PAGE TEXT ::
• • • • •

This approach involves relegating the PA's political duties to the PLO so that it may serve as an administrative and service authority, which, in turn, requires reviewing its functions, budget, operational structure, and security agencies, many of which are superfluous as there is really only need for a police force and perhaps one other agency. 

With this approach, the PA would seek to provide the ingredients for Palestinian people's survival and facilitate their livelihood affairs. It would serve as an instrument in the PLO's hands serving the national program, while preparations are underway to establish popular committees, consolidated leadership in all areas, and education, healthcare, and economic institutions, in addition to mobilizing civil society institutions such as parties, unions, municipalities, and associations in anticipation of the PA's collapse or the occupation dissolving it and replacing it with a puppet authority, should it refuse to accept the racist colonialist status quo it has created.

In this approach, the [Hamas] Gaza authority would merge as part of a single authority, while accounting for special circumstances and particulars, for instance, the fact that the occupation has redeployed forces despite having no presence there [in Gaza], occupies a part of it, besieges it, and continuously threatens it with aggression. This requires an authority that represents the entire nation, with the mandatory organization of armed resistance forces into a national army under a single strategy and unified command.

• • • • •

INFORMATION SHOWN ::
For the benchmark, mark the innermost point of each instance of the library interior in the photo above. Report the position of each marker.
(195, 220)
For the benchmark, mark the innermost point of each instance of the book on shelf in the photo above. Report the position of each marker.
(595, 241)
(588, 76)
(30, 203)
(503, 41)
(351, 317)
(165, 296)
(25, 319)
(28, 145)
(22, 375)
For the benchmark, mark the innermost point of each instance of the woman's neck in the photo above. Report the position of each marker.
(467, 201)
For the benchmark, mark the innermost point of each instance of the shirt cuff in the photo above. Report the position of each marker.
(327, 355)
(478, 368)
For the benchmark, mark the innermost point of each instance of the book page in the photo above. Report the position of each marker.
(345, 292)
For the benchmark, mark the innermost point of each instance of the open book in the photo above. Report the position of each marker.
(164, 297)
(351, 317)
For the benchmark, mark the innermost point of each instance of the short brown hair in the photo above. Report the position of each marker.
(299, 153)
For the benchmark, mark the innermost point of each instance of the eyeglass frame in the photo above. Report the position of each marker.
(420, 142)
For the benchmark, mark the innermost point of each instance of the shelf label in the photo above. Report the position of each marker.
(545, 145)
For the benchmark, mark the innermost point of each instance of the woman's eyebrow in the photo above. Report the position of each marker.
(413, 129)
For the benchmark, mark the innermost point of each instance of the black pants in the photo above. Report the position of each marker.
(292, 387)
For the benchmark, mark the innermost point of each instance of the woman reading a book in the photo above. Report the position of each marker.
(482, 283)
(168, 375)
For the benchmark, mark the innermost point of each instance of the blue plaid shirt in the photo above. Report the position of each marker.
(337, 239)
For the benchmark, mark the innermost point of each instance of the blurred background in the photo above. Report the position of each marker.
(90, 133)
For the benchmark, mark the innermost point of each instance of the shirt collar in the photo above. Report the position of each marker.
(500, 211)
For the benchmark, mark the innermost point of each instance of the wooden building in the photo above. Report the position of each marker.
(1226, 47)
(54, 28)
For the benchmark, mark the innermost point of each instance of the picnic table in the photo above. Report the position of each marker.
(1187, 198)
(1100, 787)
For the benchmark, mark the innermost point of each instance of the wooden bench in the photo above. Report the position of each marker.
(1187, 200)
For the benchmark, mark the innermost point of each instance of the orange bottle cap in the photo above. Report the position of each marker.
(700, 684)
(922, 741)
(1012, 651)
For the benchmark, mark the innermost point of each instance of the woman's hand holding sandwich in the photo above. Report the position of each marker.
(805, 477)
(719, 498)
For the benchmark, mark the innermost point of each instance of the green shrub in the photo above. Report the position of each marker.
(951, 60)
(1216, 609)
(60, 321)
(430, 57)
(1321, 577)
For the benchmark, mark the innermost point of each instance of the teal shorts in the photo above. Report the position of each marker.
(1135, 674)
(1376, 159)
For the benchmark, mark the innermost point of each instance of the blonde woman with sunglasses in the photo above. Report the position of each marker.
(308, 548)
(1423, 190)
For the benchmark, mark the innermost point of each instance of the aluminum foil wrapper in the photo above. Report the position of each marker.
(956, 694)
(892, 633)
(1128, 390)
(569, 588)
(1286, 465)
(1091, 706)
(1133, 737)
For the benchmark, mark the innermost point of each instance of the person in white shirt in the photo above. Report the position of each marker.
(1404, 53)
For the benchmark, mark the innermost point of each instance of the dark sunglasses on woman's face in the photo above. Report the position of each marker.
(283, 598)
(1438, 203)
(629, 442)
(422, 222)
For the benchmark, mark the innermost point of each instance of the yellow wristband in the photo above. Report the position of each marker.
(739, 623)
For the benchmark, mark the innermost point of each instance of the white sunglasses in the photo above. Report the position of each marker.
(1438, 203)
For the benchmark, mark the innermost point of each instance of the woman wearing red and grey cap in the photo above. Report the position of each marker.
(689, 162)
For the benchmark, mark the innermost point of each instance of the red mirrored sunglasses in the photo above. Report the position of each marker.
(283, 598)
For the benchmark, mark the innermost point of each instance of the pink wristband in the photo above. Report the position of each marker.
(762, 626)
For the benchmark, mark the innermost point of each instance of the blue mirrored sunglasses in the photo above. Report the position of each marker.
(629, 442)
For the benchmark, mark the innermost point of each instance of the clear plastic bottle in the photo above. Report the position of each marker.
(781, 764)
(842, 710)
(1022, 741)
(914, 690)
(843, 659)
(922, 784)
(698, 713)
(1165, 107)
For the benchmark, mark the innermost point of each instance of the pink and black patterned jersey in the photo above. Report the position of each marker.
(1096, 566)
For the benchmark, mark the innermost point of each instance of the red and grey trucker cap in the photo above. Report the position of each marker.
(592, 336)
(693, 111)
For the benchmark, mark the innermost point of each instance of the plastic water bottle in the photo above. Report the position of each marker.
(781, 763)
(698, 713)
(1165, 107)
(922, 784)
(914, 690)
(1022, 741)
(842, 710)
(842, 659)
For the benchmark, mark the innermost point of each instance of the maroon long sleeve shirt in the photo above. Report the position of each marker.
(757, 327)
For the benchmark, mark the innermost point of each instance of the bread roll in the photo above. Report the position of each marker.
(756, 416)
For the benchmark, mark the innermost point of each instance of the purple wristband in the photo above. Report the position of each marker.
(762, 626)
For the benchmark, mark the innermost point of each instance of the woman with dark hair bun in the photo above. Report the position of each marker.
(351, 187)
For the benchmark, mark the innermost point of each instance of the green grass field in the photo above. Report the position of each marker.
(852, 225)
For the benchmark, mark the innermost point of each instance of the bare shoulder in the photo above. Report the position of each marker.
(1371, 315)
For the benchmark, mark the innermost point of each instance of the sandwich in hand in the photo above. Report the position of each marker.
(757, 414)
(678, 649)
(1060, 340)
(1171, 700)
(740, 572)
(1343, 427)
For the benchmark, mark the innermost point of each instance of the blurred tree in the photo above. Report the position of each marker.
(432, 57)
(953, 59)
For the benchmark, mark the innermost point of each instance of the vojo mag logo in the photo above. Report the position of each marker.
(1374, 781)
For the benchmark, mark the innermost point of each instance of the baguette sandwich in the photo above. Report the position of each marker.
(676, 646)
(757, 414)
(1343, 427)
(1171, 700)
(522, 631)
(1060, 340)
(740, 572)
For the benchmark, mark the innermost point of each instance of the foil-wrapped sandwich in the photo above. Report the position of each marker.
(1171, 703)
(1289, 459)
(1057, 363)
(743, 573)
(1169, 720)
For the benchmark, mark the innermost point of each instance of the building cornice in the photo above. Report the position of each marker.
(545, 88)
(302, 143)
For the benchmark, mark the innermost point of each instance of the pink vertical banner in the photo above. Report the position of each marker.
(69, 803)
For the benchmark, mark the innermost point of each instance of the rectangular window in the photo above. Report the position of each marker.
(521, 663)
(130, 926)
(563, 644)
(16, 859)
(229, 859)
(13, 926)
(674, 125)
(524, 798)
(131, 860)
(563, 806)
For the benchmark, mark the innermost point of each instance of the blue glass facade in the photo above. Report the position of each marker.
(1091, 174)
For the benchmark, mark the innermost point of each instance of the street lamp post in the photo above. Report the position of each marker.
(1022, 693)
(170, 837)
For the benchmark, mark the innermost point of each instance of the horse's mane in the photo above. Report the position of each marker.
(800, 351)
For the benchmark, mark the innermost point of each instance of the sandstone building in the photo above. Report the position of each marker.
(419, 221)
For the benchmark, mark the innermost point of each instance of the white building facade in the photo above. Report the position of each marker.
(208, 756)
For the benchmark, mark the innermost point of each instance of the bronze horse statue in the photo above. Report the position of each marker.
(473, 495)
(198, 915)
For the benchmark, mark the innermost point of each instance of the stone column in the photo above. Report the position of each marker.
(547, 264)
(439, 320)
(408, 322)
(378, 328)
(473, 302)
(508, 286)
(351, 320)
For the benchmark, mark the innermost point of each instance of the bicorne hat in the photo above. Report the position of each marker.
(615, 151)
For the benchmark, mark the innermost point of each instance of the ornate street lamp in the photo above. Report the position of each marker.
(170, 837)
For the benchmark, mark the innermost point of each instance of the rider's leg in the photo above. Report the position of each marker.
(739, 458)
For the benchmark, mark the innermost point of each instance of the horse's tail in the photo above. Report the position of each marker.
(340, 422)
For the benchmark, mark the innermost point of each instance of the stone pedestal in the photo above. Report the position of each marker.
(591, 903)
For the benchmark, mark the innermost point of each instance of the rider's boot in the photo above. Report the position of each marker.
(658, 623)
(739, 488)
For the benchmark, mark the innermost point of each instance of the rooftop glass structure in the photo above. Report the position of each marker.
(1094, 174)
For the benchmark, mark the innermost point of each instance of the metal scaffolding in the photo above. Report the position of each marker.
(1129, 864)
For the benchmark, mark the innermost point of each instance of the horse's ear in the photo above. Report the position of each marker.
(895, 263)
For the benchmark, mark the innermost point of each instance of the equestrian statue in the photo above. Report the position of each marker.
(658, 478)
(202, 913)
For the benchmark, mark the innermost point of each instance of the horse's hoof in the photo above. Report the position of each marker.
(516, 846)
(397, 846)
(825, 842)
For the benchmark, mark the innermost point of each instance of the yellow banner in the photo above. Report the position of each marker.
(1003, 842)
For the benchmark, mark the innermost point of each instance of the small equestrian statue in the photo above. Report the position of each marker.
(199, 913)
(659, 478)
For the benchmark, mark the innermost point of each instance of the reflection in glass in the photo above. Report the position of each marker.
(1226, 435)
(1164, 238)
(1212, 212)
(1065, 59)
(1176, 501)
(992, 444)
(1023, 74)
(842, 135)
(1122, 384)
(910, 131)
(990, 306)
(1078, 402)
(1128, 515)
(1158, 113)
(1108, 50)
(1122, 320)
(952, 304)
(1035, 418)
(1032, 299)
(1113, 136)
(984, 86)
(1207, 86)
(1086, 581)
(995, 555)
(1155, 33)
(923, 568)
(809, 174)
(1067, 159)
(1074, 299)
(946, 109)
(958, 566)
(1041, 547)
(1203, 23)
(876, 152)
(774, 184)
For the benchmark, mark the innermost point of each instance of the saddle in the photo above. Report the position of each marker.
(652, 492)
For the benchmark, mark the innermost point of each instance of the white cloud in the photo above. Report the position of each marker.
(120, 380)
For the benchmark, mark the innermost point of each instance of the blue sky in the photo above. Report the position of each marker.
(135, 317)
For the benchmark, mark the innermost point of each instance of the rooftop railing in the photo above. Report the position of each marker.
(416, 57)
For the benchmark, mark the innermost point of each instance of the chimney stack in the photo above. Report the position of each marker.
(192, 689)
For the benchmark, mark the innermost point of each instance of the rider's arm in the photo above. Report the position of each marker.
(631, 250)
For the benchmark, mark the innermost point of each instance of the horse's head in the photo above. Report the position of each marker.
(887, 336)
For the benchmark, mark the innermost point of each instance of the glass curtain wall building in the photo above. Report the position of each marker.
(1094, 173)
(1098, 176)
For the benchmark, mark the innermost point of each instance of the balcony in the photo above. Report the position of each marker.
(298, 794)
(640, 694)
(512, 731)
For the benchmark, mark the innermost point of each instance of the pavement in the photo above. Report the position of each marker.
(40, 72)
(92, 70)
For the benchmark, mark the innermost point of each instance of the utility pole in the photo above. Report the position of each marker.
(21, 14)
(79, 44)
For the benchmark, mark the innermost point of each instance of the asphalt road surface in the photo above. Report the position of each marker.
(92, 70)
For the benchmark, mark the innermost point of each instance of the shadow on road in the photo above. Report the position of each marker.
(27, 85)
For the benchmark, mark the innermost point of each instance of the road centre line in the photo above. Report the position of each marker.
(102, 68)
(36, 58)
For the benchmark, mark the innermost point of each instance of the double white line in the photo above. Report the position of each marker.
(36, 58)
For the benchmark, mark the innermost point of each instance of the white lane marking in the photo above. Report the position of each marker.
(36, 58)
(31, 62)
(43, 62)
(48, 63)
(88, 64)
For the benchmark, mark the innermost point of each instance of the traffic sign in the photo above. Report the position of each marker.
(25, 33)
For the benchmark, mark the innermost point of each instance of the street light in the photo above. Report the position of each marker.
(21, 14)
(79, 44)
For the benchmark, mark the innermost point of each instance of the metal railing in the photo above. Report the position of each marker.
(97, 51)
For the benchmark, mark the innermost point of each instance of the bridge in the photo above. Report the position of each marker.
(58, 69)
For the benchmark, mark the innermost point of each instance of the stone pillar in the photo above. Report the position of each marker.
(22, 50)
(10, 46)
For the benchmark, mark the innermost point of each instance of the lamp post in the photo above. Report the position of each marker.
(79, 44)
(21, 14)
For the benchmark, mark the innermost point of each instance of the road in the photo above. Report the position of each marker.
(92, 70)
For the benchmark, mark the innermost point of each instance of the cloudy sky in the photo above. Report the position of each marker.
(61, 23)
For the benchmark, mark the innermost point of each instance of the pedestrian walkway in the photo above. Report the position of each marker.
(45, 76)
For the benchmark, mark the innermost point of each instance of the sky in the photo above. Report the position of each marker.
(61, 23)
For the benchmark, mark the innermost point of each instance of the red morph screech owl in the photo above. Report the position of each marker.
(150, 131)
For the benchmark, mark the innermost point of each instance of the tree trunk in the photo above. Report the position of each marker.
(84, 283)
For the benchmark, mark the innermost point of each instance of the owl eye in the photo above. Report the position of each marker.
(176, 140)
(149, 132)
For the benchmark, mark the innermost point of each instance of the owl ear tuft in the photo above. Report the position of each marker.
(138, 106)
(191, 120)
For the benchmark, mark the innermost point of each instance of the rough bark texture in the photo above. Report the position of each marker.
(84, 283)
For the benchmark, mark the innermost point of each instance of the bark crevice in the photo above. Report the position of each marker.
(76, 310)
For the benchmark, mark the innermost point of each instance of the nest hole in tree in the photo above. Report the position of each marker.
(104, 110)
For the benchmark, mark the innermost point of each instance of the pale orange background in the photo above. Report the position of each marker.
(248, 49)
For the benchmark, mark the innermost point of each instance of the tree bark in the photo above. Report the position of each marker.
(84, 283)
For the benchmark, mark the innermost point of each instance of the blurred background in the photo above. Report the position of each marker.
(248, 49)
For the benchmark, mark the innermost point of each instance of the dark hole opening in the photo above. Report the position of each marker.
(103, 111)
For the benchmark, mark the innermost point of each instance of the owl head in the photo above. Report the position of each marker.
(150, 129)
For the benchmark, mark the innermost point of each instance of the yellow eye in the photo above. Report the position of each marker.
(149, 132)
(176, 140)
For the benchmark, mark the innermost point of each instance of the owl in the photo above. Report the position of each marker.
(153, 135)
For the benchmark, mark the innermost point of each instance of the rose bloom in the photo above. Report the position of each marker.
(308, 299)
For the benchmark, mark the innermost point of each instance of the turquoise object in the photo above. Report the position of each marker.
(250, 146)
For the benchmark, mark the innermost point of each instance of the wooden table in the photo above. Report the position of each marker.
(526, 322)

• • • • •

LIST OF TASKS ::
a: Answer these questions from the passage on the PA's role, one line each:
(i) Apart from perhaps one other agency, which security agency does the passage say is really needed?
(ii) Which civil society institutions does it name?
(iii) Into what does it say armed resistance forces must be organized?
b: Reproduce the passage on the PA's role starting at "In this approach, the" and ending at "and unified command.", substituting "occupying power" for "occupation".

ANSWERS FOR THIS EXERCISE ::
a:
(i) A police force.
(ii) Parties, unions, municipalities, and associations.
(iii) A national army under a single strategy and unified command.

b:
In this approach, the [Hamas] Gaza authority would merge as part of a single authority, while accounting for special circumstances and particulars, for instance, the fact that the occupying power has redeployed forces despite having no presence there [in Gaza], occupies a part of it, besieges it, and continuously threatens it with aggression. This requires an authority that represents the entire nation, with the mandatory organization of armed resistance forces into a national army under a single strategy and unified command.